BEGIN

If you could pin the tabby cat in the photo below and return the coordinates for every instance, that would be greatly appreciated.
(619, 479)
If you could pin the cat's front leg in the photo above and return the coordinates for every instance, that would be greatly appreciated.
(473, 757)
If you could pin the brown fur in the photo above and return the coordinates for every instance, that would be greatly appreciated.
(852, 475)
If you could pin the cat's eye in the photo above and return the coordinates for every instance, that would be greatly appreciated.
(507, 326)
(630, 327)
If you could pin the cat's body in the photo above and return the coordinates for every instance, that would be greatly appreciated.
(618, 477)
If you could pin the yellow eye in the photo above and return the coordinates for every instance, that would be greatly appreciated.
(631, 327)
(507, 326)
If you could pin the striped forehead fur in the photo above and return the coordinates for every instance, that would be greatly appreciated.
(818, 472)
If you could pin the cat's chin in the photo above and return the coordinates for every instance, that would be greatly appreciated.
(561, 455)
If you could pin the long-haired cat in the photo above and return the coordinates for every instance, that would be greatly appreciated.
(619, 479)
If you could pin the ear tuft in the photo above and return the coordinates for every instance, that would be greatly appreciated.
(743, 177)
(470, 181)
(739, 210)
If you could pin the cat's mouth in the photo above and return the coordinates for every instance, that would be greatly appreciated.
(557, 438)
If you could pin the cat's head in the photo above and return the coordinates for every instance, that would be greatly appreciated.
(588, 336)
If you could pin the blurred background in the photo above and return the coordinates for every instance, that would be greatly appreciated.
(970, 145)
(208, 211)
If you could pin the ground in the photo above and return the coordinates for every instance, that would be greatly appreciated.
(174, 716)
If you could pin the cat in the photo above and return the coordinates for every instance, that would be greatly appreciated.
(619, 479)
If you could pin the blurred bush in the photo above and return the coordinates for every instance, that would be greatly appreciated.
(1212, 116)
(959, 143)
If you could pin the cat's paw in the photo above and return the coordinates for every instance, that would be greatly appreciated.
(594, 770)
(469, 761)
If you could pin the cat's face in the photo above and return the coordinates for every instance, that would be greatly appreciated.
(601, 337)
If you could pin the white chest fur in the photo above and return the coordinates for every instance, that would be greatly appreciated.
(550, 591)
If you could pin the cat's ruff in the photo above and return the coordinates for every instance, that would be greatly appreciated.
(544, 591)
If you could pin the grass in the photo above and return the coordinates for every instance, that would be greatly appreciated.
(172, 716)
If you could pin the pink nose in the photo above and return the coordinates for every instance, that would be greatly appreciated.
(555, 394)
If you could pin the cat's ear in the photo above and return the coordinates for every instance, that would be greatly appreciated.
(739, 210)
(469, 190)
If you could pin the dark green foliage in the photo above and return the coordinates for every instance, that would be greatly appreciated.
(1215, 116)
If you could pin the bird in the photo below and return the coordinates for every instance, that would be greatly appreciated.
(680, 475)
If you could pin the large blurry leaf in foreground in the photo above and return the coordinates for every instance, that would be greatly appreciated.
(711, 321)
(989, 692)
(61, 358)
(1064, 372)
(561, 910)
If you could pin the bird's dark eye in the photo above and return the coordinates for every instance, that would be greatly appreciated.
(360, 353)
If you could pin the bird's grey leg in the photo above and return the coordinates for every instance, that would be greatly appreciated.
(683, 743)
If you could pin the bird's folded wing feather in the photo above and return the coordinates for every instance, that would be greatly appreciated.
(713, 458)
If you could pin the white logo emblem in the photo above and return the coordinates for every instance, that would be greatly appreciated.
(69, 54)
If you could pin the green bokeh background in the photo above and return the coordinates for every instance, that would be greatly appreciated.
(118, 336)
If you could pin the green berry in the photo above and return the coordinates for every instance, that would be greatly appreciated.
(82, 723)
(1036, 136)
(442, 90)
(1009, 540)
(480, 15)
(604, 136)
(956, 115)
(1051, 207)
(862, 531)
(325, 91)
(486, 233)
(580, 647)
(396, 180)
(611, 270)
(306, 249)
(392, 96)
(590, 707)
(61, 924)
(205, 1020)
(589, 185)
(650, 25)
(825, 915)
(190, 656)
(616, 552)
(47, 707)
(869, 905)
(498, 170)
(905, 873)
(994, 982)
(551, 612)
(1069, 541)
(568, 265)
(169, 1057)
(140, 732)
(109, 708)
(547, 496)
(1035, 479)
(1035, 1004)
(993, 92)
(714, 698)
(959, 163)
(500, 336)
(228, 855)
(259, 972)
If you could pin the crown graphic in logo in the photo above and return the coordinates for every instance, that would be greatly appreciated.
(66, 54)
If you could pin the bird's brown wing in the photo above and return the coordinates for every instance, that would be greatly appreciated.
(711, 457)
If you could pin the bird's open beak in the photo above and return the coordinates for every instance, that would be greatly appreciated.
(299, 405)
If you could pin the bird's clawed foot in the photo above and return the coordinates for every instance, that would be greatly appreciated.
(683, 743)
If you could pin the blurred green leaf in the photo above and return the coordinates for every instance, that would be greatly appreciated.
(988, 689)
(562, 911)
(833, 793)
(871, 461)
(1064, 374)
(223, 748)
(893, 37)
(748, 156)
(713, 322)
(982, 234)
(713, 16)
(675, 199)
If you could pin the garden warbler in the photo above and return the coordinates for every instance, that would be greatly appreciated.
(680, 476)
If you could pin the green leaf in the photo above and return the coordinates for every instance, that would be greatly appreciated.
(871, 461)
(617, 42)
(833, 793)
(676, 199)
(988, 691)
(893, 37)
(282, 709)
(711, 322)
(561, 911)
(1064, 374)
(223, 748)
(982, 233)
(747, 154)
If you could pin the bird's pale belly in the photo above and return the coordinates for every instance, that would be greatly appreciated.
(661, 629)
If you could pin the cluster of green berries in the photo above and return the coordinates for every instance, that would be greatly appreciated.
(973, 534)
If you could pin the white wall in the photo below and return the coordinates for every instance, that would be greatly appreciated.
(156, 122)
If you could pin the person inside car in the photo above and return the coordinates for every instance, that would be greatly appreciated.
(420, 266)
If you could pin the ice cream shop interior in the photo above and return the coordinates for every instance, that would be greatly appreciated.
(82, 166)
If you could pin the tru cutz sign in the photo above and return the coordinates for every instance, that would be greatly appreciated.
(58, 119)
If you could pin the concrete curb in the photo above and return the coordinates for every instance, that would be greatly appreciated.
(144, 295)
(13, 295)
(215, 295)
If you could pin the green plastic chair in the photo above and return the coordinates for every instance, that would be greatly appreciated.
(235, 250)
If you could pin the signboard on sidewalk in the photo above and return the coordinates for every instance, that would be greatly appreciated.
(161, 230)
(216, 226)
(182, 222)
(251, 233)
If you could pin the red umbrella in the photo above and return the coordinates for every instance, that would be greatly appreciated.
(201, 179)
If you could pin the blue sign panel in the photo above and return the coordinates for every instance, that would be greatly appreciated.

END

• **EXERCISE INSTRUCTIONS**: From the first line to the last, please write out the entries exactly.

• **ANSWER FOR THIS EXERCISE**:
If you could pin the tabby cat in the photo below and return the coordinates for every instance, that would be greatly appreciated.
(619, 479)
If you could pin the cat's front leg in the photo above and return the coordinates for every instance, that would be greatly appreciated.
(473, 757)
If you could pin the brown fur in the photo above and return the coordinates for every instance, that would be greatly appreciated.
(852, 475)
If you could pin the cat's eye in the photo above and return the coordinates for every instance, that would be greatly appreciated.
(507, 326)
(630, 327)
If you could pin the cat's body in the photo above and return the coordinates for every instance, that would be greatly appreciated.
(618, 477)
If you could pin the yellow eye in the photo above and return the coordinates for every instance, that would be greatly appreciated.
(631, 327)
(507, 326)
If you could pin the striped forehead fur in the photo above and return the coordinates for every instance, that would be greatly appreciated.
(818, 472)
If you could pin the cat's chin in the photo above and return the coordinates for every instance, that would be greatly appreciated.
(561, 455)
If you could pin the long-haired cat in the photo above and return the coordinates for every instance, that would be greatly appreciated.
(619, 479)
If you could pin the ear tuft in the photo above and return the coordinates for every instance, that would be greatly appreciated.
(743, 177)
(470, 181)
(739, 210)
If you could pin the cat's mouth in the photo above and return the coordinates for every instance, that would be greatly appreciated.
(557, 438)
If you could pin the cat's head in the photo above and return the coordinates for every instance, that would be greatly appreciated.
(588, 336)
If you could pin the blurred background in the photo above and return the coordinates for every instance, that would be greatly appreciated.
(970, 145)
(208, 211)
If you could pin the ground in the photo above and return the coordinates for every instance, that would be greatly appreciated.
(174, 716)
If you could pin the cat in the photo above and return the coordinates for every instance, that would be greatly appreciated.
(619, 479)
If you could pin the blurred bush in the photo above and return the coordinates for every instance, that would be greatly appreciated.
(1212, 116)
(959, 143)
If you could pin the cat's paw in the photo above and return the coordinates for every instance, that would be greatly appreciated.
(594, 770)
(469, 761)
If you could pin the cat's face in the photo above and return the coordinates for every instance, that would be greatly appreciated.
(601, 337)
If you could pin the white chest fur in the photo above and return the coordinates for every instance, that would be greatly appreciated.
(550, 591)
If you could pin the cat's ruff in the photo above and return the coordinates for every instance, that would be greatly appreciated.
(544, 591)
If you could pin the grass in the photo above and return the coordinates for every instance, that would be greatly appreciated.
(172, 716)
If you could pin the pink nose in the photo above and return the coordinates for every instance, that would be greatly appreciated.
(555, 394)
If you could pin the cat's ear in the photo above and return the coordinates for every instance, that would be greatly appreciated.
(739, 210)
(469, 190)
If you could pin the dark green foliage in the photo above and return the coordinates for every instance, that would be greatly appreciated.
(1215, 116)
If you could pin the bird in the photo below and return the coordinates for every instance, that would be greatly appreciated.
(680, 475)
If you could pin the large blurry leaf in foreground in the photo above and return the coordinates for every instance, that would be greatly appreciated.
(711, 321)
(989, 692)
(61, 358)
(1064, 372)
(561, 910)
If you could pin the bird's dark eye in the photo above and return the coordinates for every instance, that would be greatly appreciated.
(360, 353)
If you could pin the bird's grey leg in the photo above and return the coordinates for every instance, that would be greatly appreciated.
(683, 743)
If you could pin the bird's folded wing feather in the photo above and return the coordinates for every instance, that would be greatly appreciated.
(713, 458)
If you could pin the white logo emblem in the photo above and return the coordinates for every instance, that would be greatly appreciated.
(69, 54)
If you could pin the green bokeh background in the photo above and return the coordinates for every instance, that would be greatly appreciated.
(118, 336)
If you could pin the green berry in the photo above and return the coordinates for every instance, that would be greatly appreciated.
(82, 723)
(1036, 136)
(442, 90)
(1009, 540)
(480, 15)
(604, 136)
(956, 115)
(1051, 207)
(862, 531)
(325, 91)
(486, 233)
(580, 647)
(396, 180)
(611, 270)
(306, 249)
(392, 96)
(590, 707)
(61, 924)
(205, 1020)
(589, 185)
(650, 25)
(825, 915)
(190, 656)
(616, 552)
(47, 707)
(869, 905)
(498, 170)
(905, 873)
(994, 982)
(551, 612)
(1069, 541)
(568, 265)
(169, 1057)
(140, 732)
(109, 708)
(547, 496)
(1035, 479)
(1035, 1004)
(993, 92)
(714, 698)
(959, 163)
(500, 336)
(228, 855)
(259, 972)
If you could pin the crown graphic in logo in the photo above and return the coordinates for every instance, that would be greatly appreciated.
(66, 54)
If you could pin the bird's brown wing in the photo above and return the coordinates for every instance, that would be greatly appreciated.
(711, 457)
If you could pin the bird's open beak in the photo above and return the coordinates for every instance, that would be greatly appreciated.
(299, 405)
If you could pin the bird's clawed foot in the photo above and return the coordinates for every instance, that would be greatly appreciated.
(683, 743)
If you could pin the blurred green leaf in the photo above and return the coordinates for every instance, that would be greatly appreciated.
(988, 689)
(562, 911)
(833, 793)
(871, 461)
(1064, 374)
(223, 748)
(893, 37)
(748, 156)
(713, 322)
(982, 234)
(713, 16)
(675, 199)
If you could pin the garden warbler in the photo above and return the coordinates for every instance, that would be greatly appreciated.
(680, 476)
If you could pin the green leaf in the photo above and return the coordinates for every instance, that would be greatly appreciated.
(871, 461)
(617, 42)
(833, 793)
(676, 199)
(988, 691)
(893, 37)
(282, 709)
(711, 322)
(561, 911)
(1064, 374)
(223, 748)
(982, 233)
(747, 154)
If you could pin the bird's pale belly in the photo above and return the coordinates for every instance, that would be greatly appreciated.
(661, 629)
If you could pin the cluster of green berries in the photo above and return the coordinates for every instance, that would be greatly appreciated.
(973, 534)
If you could pin the white wall in the photo below and return the coordinates for every instance, that would be greatly appreciated.
(156, 122)
If you could pin the person inside car in the photo above and return the coordinates for every instance, that would be greatly appreciated.
(420, 266)
If you could pin the ice cream shop interior in the photo above and return the coordinates for every instance, that would be greatly appreciated.
(82, 166)
If you could pin the tru cutz sign in the photo above and return the coordinates for every instance, that would be greatly appreciated.
(58, 119)
If you could pin the concrete curb in the photo above and return the coordinates for every instance, that would be greatly appreciated.
(144, 295)
(13, 295)
(215, 295)
If you could pin the green plastic chair in the photo above and return the coordinates for every instance, that would be greatly appreciated.
(235, 250)
If you could pin the signboard on sidewalk in the photo above and return the coordinates for every instance, that would be greatly appreciated.
(161, 230)
(216, 226)
(182, 222)
(251, 233)
If you could pin the red umbrella in the photo above and return the coordinates for every instance, that would be greatly appreciated.
(201, 179)
If you could pin the blue sign panel in the photo above and return the coordinates for every instance, that would be greatly appreciated.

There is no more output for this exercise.